■ **TASK REQUIREMENTS**:
- 1) From the golf book description, reproduce word for word the passage that opens with "The Anatomy of Greatness The" and closes with "much in common.".
- 2) Answer these questions using the golf book description:
(a) Chamblee is an analyst for which network?
(b) How many of the top fifty golfers of all time lifted their left heels on the backswing?
(c) What does the excerpt name as the single most important aspect of the golf swing?

■ **SELECTION**:
** Begin **

NEW YORK TIMES BESTSELLER

In the first book from popular Golf Channel analyst Brandel Chamblee, the network’s “resident scholar and critic” (The New York Times) explores the common swing positions of the greatest players throughout history—and reveals how those commonalities can help players of every skill level improve their own games.

Every golf game begins with the swing. While no two are identical, Brandel Chamblee, the highly regarded television analyst and former PGA Tour professional, once noticed that the best players of all time have shared similar positions in each part of the swing, from the grip and setup to the footwork, backswing, and follow-through. Since then, Chamblee, a student of the game’s history, has used scientific precision and thoroughness to make a study of the common swing positions of the greats. Now, in The Anatomy of Greatness, he shares what he has learned, offering hundreds of photographs as proof, to show us how we can easily incorporate his findings into our own swings to hit the ball farther, straighter, and more consistently.

What does it tell us that the majority of the greats—from Jack Nicklaus and Byron Nelson to modern masters like Tiger Woods—employ a “strong” grip on the club? How did legends like Ben Hogan, Sam Snead, Mickey Wright, and Gary Player unlock hidden power and control by turning in the right knee at address? Why are some modern teachers preaching quiet footwork when forty-eight of the top fifty golfers of all time lifted their left heels on the backswing, allowing them to build power? At the same time that Chamblee is encouraging certain swing virtues, he also debunks a number of popular—but misguided—swing philosophies that have been hindering golfers for years.

The result is perhaps the best and clearest explanation of how to hit a golf ball ever published. Golfers can take The Anatomy of Greatness to the driving range and use Chamblee’s clear explanations to build better swings—and get more speed and consistency into their swings—immediately. This book is like having a series of private lessons from the best golfers of all time, and it will help golfers build swings that make the game easier and more fun.

Excerpt

The Anatomy of Greatness The Grip
The single most important aspect of the golf swing happens well before impact—the gripping of the golf club. The hands are the only connection to the club, and nothing contributes more to the overall look of the swing and—more important—the quality of shots played than how they are placed. This is just as true at the highest levels of this game as it is for the beginner.

Among professionals there is a deep respect for grips. To a pro, a proper grip is not only considered functional, it’s regarded almost as a work of art. And while not every grip looks alike, the variety is mostly in how players link their hands together. Beyond the differences of interlocking, overlapping, or ten-finger style, the grips of most of the best players of all time have much in common.

** End **

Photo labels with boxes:
** Begin **

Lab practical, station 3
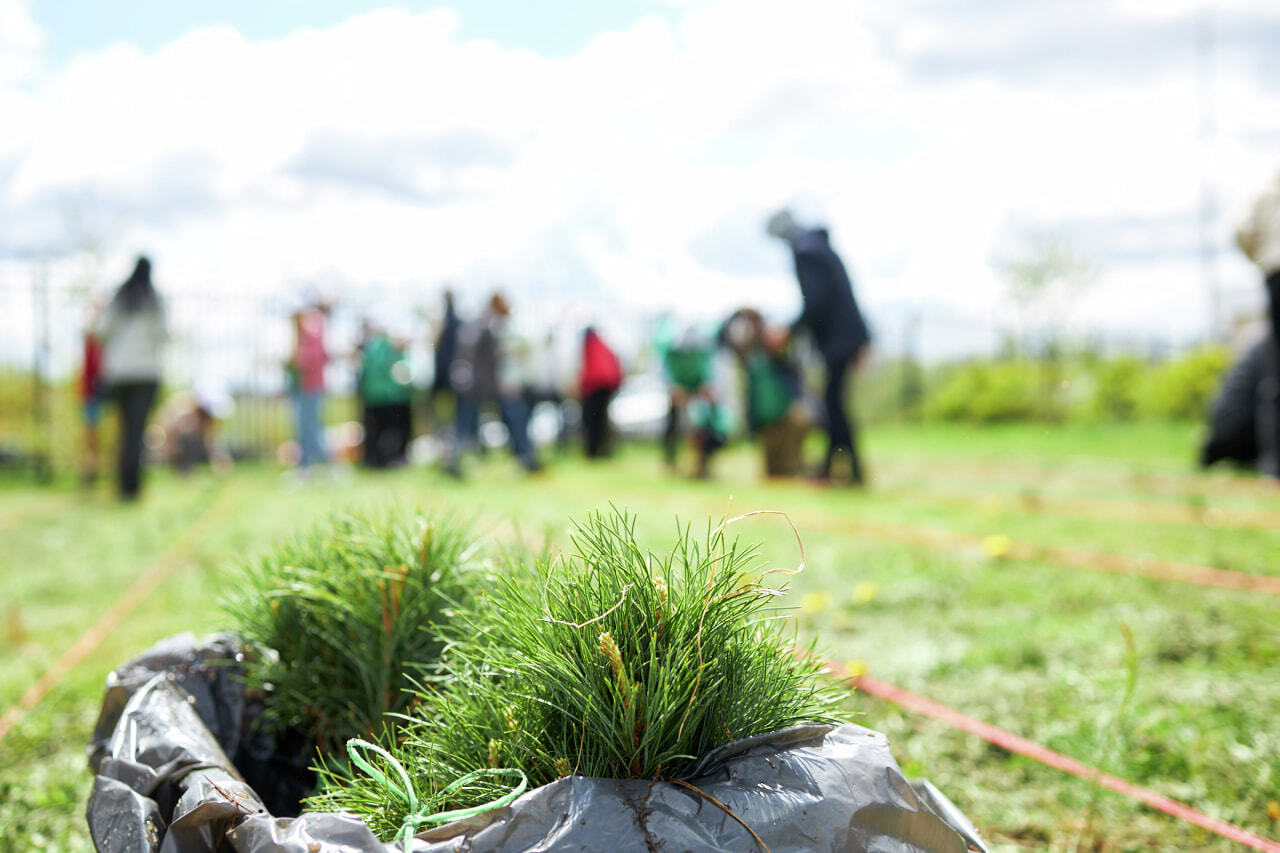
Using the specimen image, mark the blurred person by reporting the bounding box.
[765,210,872,485]
[97,256,169,501]
[444,292,543,476]
[79,305,108,485]
[356,324,413,467]
[577,325,622,459]
[426,289,462,424]
[285,300,329,474]
[721,309,809,476]
[1235,163,1280,478]
[160,386,236,475]
[654,318,728,479]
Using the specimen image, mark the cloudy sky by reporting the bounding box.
[0,0,1280,353]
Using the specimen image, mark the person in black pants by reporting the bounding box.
[765,210,872,485]
[1235,174,1280,478]
[99,257,168,501]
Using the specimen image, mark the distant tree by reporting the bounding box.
[995,231,1098,361]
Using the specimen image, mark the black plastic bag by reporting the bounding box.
[87,635,986,853]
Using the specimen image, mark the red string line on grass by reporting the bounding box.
[877,487,1280,530]
[826,661,1280,853]
[810,521,1280,596]
[0,489,232,740]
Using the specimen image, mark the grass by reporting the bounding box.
[0,424,1280,850]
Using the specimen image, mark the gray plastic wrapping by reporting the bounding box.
[87,635,986,853]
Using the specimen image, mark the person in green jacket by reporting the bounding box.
[654,318,730,478]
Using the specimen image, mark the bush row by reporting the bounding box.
[859,347,1231,424]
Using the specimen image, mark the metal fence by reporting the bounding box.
[0,264,1259,476]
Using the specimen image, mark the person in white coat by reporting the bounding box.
[97,257,169,501]
[1235,173,1280,478]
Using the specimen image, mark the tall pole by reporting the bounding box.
[1196,0,1225,342]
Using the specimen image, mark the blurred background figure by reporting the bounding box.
[356,317,413,467]
[522,329,572,451]
[444,293,543,476]
[721,309,810,476]
[654,318,730,478]
[426,288,462,429]
[765,210,870,485]
[1235,162,1280,478]
[577,325,622,459]
[284,298,329,474]
[97,256,168,501]
[160,386,236,475]
[79,298,108,485]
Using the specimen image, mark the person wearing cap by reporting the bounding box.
[285,300,329,471]
[1235,162,1280,478]
[765,210,872,485]
[444,292,543,478]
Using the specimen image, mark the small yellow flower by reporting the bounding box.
[982,533,1014,560]
[599,631,626,685]
[489,738,502,767]
[653,578,667,610]
[800,589,831,613]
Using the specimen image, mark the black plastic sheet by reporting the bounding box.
[87,635,986,853]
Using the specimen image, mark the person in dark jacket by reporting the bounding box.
[765,210,872,485]
[765,210,872,485]
[444,293,543,476]
[1235,162,1280,479]
[426,291,462,424]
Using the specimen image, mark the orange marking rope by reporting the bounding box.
[806,520,1280,596]
[826,661,1280,853]
[0,489,238,740]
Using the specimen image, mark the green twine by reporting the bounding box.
[347,738,529,853]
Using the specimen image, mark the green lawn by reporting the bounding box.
[0,424,1280,850]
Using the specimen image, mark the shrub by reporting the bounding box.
[308,504,841,838]
[1138,347,1231,420]
[1088,356,1152,420]
[925,361,1062,424]
[223,504,477,753]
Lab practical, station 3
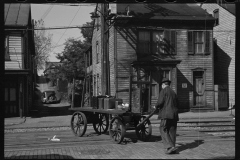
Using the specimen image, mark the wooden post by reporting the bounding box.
[71,78,75,108]
[129,76,132,112]
[81,78,86,107]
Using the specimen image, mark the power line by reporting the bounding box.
[4,26,94,30]
[53,6,81,50]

** End **

■ **RESULTS FOR EACH TASK**:
- 1)
The Anatomy of Greatness The Grip
The single most important aspect of the golf swing happens well before impact—the gripping of the golf club. The hands are the only connection to the club, and nothing contributes more to the overall look of the swing and—more important—the quality of shots played than how they are placed. This is just as true at the highest levels of this game as it is for the beginner.

Among professionals there is a deep respect for grips. To a pro, a proper grip is not only considered functional, it’s regarded almost as a work of art. And while not every grip looks alike, the variety is mostly in how players link their hands together. Beyond the differences of interlocking, overlapping, or ten-finger style, the grips of most of the best players of all time have much in common.

- 2)
(a) Golf Channel
(b) Forty-eight
(c) The gripping of the golf club